Great video! It would be even more helpful if you could add a brief summary at the end where you share your thoughts on the model. Specifically, it would be valuable to hear your opinion on how well the model performs, its strengths and weaknesses, and the scenarios where it excels. Additionally, insights on how it compares to other models of similar size and what it might be equivalent to (e.g., “Llama 3.3 is comparable to Llama 405”) would make it much easier for us to categorize and understand its potential. Hearing this information from an experienced professional like you saves us a lot of time, and while I know this is subjective, it’s incredibly useful. If possible, giving the model a score based on different categories would make your review even more insightful. Thank you for your great work and dedication!
I very much appreciate the dedication and I personally like the in-depth reviews. For starter I appreciate that you take number of parameters and quantization into account. Not everyone does, so thanks for bringing to people's attention that these variables are essential when we try to evaluate models. On the flip side: in this case, the questions are too vague and abstract for me to find any real business value in video as a whole. The point being: after watching this, I still don't have a grasp of how these models compare to each other... whereas I think it there could have been quite a massive business value in a video like this, if simply question's with one objective and verifiable answer were asked. For example: you could have done this by looking at a handful of industries or use-cases and then compare question relevant to that industry. A simple and obvious example could be the industry coding where several coding problems are asked and tested in the end (given the temperature, you might take 3 tries for each problem and then plot the results. Another industry might be writing where you for example put a one or many wrong words in a paragraph and then ask the models to find the wrong words, make that increasingly harder, run that 3 times each and again plot the number of correct answers in a graph. With some brainstorming (or 'prompting' as we call that today) better practical use-cases could be found than what I can come up with while just typing this. In the end there then would have probably a very clear picture of when it matters to have a higher parameter or quantization count and when it doesn't. In summary: making it practical, by starting from real-world problems, taking into account temperature and the fact that these models are about probability, then asking objective and verifiable questions and then plotting the results. Would have been massive business value for me: for our company that's what I recently did to select a proper model (slm) and this video could have been the one saving me hours. Then again: than you very much for you diligence and professionalism. I very much enjoy your content and I'm happy to see people find their way to your channel. Cheers, Andy
That was quite interesting. I watched all the way so I liked the longer format. I'm glad you channel is doing well. It is super cool to be able to run this stuff on local computers. I'm upgrading right now but nothing like that monster you have to play with. The question choice was interesting. I wonder if the robot dreamed of electric sheep. It was weird the way they failed to account for the extra killer in the room. Seemingly so obvious.

• _Activity list_
1) In the comment thread, how many tries per coding problem does the second comment suggest, given the temperature?
2) Reproduce the stretch of the comment thread from "Great video! It" through "work and dedication!".
Answer from the comment thread alone.

• _Stored data_
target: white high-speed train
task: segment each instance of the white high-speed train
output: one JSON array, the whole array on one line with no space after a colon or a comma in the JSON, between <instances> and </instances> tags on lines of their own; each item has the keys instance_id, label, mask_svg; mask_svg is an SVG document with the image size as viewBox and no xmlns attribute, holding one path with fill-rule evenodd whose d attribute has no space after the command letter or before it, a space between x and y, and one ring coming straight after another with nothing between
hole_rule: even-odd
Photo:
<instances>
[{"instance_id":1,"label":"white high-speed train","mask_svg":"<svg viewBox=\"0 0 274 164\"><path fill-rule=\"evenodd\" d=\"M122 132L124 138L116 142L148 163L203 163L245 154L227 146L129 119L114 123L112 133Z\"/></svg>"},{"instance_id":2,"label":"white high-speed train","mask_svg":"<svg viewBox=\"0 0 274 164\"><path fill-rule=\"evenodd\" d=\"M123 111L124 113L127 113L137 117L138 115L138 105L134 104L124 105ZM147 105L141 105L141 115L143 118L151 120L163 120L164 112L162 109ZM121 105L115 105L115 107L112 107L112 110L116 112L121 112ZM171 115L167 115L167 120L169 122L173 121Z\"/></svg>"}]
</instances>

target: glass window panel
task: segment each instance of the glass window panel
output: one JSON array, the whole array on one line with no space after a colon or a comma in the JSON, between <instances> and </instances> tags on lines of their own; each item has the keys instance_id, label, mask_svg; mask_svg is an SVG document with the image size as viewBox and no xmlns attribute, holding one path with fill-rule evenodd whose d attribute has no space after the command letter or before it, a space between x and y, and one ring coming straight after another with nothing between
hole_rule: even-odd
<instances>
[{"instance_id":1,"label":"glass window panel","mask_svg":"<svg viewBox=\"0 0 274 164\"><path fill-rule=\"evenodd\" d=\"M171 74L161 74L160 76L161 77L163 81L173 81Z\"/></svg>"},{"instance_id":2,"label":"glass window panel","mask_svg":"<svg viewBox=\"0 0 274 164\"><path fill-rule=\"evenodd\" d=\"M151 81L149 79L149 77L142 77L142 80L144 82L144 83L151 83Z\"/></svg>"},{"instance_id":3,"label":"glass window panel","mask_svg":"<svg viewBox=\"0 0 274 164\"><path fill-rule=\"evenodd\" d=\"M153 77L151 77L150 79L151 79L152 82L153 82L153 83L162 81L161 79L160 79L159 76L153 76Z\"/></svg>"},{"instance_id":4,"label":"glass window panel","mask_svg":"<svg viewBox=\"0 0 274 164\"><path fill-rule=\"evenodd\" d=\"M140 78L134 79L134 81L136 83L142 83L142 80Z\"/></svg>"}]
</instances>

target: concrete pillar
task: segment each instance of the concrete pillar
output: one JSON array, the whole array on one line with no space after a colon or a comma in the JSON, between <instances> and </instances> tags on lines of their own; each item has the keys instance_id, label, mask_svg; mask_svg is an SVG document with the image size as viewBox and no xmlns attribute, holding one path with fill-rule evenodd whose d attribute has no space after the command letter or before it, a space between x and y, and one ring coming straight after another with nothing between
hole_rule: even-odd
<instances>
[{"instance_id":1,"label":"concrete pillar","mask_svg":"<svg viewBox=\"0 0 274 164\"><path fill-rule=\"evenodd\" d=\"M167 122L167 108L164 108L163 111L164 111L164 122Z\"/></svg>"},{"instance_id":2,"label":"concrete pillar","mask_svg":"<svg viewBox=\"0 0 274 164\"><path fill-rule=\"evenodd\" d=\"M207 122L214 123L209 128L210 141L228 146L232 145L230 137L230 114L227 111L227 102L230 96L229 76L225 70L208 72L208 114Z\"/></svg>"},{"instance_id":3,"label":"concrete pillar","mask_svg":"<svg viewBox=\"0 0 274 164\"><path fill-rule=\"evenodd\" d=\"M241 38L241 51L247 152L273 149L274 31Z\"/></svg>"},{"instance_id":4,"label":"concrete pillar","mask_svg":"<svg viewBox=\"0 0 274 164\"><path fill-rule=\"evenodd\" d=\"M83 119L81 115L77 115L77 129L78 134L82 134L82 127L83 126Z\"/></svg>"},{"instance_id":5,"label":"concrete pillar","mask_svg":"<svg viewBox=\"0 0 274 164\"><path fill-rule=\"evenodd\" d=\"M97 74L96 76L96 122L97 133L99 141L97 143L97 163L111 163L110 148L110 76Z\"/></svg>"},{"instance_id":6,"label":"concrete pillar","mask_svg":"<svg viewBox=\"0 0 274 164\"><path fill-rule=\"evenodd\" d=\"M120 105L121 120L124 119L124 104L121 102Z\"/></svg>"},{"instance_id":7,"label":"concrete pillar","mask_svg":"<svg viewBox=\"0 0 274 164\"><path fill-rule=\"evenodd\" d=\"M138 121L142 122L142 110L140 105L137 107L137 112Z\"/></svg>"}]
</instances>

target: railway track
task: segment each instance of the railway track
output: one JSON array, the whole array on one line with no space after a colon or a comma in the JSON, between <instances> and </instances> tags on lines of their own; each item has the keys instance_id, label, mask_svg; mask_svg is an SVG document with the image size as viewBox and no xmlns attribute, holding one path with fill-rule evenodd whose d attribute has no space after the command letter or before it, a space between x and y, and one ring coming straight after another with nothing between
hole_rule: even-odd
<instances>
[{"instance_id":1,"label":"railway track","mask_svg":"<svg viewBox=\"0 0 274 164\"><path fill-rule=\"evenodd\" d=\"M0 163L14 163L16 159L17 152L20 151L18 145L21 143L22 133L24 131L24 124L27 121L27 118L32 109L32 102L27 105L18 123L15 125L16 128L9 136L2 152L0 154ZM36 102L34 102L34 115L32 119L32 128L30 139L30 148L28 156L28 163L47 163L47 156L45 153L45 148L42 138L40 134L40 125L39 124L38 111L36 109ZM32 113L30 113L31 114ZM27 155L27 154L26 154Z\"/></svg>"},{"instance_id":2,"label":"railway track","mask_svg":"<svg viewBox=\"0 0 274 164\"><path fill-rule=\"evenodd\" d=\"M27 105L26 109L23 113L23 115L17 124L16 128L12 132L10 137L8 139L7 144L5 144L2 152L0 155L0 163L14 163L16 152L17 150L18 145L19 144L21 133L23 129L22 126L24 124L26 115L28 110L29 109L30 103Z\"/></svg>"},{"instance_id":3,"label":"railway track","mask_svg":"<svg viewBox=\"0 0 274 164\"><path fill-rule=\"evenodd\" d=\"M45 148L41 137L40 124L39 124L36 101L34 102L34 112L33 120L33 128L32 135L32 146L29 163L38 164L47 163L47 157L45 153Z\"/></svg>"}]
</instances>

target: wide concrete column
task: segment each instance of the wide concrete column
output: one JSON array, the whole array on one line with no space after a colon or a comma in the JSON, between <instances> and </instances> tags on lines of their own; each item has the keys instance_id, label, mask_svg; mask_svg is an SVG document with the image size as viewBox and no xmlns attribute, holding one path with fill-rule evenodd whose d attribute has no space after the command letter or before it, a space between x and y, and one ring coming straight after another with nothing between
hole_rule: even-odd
* * *
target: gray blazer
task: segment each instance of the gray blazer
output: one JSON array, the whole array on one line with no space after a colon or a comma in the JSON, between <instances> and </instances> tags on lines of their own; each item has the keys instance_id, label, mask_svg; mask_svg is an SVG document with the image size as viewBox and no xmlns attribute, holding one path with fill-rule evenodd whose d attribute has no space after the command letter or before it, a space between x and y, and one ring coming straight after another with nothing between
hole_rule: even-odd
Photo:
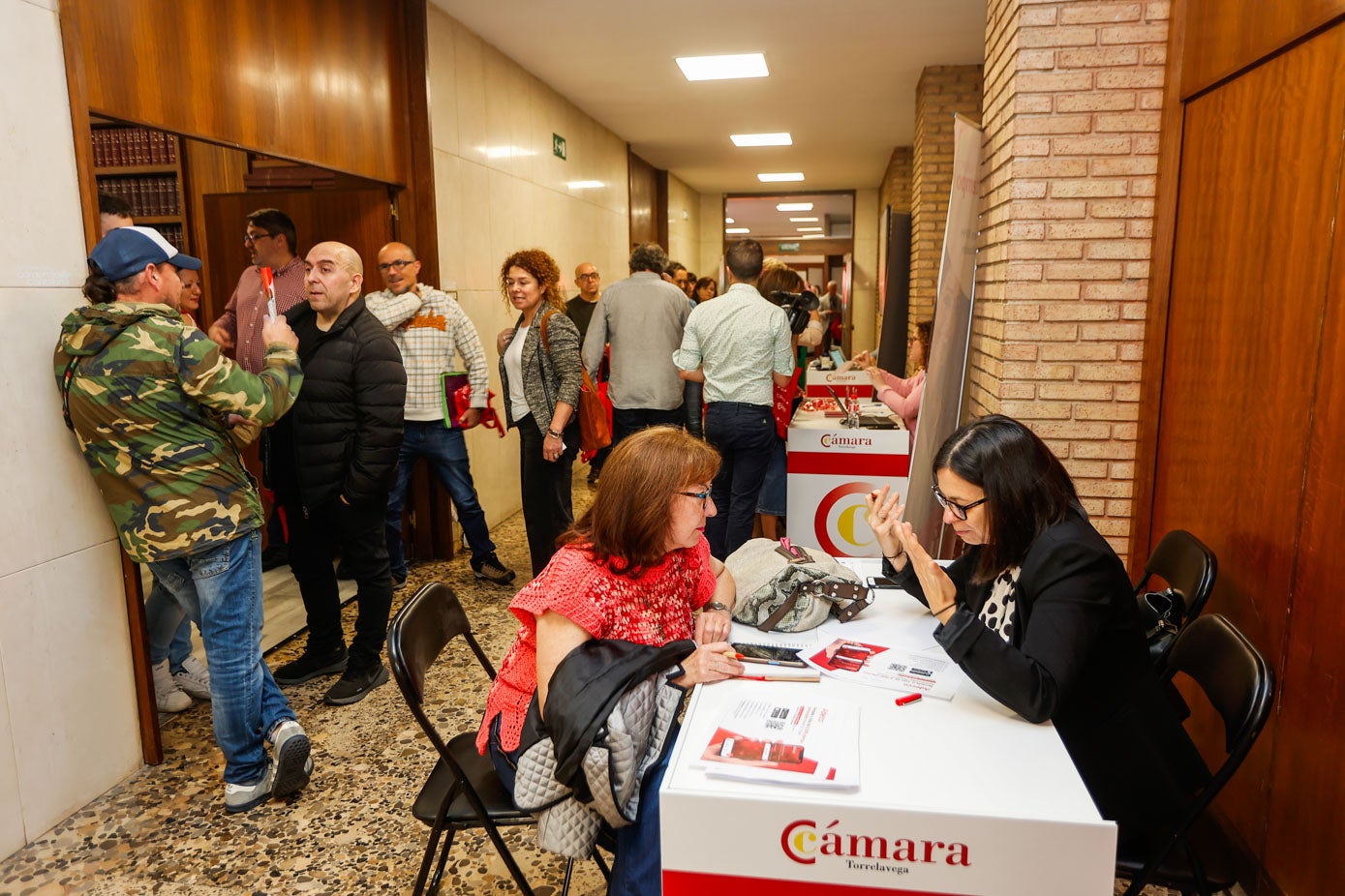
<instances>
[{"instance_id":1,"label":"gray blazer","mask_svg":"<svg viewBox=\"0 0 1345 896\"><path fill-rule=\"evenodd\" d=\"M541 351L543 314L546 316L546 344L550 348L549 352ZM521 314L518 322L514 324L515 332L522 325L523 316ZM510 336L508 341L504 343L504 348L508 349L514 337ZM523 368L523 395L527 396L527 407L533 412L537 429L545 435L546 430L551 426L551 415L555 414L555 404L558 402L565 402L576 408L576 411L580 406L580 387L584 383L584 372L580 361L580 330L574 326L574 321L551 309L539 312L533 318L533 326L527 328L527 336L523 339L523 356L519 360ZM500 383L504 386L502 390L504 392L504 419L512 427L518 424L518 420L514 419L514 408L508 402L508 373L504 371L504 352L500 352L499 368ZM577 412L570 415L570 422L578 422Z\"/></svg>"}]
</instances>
--
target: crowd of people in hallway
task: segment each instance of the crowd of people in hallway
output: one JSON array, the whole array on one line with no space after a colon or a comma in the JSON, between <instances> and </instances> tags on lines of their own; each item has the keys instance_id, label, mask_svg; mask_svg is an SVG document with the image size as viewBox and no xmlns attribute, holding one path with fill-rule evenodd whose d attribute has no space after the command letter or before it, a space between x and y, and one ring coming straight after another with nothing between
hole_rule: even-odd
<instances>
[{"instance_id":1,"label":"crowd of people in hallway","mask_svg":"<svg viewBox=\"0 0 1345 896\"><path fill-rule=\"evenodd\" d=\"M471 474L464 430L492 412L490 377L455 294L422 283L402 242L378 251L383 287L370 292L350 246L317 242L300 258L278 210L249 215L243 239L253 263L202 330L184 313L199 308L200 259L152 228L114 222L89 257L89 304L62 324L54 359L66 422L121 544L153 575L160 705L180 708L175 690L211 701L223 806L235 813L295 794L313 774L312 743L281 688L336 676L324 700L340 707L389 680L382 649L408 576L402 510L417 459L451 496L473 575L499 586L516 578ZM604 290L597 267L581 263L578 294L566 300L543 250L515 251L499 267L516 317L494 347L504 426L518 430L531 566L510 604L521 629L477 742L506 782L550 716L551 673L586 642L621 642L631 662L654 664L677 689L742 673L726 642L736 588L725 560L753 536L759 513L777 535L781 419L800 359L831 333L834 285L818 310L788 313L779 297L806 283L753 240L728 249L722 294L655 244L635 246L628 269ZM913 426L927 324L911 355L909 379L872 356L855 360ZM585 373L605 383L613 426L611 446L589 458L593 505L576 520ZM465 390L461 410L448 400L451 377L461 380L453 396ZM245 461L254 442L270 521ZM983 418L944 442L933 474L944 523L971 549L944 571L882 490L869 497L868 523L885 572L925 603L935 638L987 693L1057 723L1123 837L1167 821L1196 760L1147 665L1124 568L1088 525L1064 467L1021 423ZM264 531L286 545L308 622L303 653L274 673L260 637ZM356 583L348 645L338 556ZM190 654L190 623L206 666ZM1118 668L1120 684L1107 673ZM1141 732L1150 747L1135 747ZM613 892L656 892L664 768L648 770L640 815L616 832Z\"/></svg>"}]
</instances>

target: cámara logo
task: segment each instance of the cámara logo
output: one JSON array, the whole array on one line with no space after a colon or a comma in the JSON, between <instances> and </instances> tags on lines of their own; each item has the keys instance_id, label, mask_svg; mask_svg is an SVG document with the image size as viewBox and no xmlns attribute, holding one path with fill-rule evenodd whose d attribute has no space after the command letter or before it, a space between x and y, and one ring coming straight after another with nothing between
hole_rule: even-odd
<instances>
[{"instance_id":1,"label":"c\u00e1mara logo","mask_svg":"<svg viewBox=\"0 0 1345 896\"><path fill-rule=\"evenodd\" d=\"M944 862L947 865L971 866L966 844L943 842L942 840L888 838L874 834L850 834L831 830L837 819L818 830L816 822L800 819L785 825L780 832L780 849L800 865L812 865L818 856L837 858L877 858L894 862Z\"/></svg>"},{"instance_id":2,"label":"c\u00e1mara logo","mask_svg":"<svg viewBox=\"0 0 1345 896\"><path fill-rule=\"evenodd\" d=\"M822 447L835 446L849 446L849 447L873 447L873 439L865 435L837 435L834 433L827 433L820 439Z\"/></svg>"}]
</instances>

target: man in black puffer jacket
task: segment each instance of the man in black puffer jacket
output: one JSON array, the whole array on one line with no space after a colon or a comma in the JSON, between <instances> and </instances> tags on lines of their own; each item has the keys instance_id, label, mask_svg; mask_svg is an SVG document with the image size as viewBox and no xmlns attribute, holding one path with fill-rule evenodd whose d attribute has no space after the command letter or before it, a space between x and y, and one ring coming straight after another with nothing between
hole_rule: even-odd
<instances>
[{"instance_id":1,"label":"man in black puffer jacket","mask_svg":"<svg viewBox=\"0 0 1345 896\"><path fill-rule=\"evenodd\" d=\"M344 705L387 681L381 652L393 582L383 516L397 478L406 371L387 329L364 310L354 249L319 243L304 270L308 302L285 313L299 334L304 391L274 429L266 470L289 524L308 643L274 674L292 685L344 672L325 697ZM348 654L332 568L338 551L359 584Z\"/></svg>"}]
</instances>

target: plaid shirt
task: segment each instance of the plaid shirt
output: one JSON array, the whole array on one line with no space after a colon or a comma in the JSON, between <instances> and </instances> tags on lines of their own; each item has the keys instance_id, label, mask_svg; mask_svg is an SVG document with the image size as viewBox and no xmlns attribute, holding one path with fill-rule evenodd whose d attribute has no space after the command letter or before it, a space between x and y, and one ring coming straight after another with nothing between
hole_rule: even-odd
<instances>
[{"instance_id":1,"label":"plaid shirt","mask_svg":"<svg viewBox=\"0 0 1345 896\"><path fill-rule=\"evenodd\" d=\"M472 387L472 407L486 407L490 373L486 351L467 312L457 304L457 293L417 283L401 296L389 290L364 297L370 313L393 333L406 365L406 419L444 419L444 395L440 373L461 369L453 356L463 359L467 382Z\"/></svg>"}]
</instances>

• _Responses in order_
1) Three tries for each problem.

2)
Great video! It would be even more helpful if you could add a brief summary at the end where you share your thoughts on the model. Specifically, it would be valuable to hear your opinion on how well the model performs, its strengths and weaknesses, and the scenarios where it excels. Additionally, insights on how it compares to other models of similar size and what it might be equivalent to (e.g., “Llama 3.3 is comparable to Llama 405”) would make it much easier for us to categorize and understand its potential. Hearing this information from an experienced professional like you saves us a lot of time, and while I know this is subjective, it’s incredibly useful. If possible, giving the model a score based on different categories would make your review even more insightful. Thank you for your great work and dedication!